▶ _TO BE DONE_: Can you pull out each row below that contains the word "distant" and copy those rows in full?

▶ _EXTRACTED INFORMATION_:
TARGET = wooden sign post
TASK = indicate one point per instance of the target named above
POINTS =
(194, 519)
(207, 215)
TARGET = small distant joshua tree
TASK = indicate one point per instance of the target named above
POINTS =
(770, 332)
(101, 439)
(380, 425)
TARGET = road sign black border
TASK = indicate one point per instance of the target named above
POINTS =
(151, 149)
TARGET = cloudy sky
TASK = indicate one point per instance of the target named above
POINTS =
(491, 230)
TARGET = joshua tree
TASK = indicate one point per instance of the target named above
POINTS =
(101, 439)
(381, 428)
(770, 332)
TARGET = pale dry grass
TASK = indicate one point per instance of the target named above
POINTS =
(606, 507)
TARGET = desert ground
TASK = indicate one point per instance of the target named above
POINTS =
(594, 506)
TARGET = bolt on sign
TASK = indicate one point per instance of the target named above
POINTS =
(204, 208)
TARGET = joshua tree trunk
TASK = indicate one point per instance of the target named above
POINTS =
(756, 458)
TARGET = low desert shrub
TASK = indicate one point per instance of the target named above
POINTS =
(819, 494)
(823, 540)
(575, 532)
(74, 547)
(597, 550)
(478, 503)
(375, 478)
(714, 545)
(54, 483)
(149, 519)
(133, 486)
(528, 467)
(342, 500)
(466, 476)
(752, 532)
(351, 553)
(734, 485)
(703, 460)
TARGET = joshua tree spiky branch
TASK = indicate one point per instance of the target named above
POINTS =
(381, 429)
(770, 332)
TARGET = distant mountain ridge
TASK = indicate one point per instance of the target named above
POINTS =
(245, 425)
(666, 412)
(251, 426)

--

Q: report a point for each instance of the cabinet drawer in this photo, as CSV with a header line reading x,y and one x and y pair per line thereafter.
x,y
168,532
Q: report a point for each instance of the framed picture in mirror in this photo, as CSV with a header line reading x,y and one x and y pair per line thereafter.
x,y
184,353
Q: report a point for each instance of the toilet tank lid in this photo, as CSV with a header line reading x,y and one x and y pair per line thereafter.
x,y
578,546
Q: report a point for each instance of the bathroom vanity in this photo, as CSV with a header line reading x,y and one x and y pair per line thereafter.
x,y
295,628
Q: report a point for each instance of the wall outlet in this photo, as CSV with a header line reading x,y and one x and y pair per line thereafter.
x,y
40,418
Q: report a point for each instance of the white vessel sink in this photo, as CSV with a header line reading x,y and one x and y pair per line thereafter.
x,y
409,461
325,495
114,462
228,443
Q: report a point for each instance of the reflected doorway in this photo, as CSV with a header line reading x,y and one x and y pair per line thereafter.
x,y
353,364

▶ _SOLUTION_:
TARGET = small distant joshua tree
TARGET = distant mountain ridge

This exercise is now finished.